(Problem details):
Only the number is wanted: state how many lines of the data below contain the word "green".

(Information shown):

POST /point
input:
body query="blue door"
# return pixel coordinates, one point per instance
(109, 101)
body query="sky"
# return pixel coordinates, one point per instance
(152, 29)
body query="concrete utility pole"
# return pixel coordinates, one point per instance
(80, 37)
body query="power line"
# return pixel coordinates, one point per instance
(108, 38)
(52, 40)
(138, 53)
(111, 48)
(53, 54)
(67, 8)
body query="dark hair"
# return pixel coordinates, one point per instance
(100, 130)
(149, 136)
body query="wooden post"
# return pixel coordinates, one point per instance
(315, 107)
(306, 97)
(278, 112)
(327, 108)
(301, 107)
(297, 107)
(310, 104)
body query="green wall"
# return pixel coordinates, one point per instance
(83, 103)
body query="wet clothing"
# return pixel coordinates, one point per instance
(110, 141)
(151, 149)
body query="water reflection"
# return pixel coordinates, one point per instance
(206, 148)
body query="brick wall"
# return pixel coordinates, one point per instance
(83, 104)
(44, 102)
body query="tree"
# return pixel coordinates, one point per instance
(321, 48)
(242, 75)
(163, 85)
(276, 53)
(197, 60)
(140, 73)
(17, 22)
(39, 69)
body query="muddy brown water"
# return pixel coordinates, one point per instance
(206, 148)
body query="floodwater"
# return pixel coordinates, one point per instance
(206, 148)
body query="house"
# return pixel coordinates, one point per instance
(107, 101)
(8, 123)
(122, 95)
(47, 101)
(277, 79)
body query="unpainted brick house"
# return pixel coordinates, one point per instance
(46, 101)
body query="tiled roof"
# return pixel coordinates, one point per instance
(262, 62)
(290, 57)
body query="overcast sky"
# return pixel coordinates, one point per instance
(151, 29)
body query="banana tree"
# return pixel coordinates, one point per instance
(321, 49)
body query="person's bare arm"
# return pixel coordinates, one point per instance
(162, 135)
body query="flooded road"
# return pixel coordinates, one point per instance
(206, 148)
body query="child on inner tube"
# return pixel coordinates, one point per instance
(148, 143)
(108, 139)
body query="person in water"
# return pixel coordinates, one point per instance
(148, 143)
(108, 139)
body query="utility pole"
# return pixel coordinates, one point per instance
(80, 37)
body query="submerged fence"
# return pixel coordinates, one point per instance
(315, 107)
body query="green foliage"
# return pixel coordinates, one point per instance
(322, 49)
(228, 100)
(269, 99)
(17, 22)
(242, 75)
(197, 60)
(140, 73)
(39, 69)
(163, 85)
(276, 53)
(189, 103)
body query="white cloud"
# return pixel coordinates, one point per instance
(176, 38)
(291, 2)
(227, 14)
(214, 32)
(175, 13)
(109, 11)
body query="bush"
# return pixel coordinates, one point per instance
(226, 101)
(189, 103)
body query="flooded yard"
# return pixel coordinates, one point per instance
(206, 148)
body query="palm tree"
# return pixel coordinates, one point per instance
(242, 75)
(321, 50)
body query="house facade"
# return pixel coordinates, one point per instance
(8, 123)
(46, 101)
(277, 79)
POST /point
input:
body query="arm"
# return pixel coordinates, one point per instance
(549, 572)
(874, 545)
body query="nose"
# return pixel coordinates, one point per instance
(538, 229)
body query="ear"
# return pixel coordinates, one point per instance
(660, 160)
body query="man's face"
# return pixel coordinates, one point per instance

(Result below):
2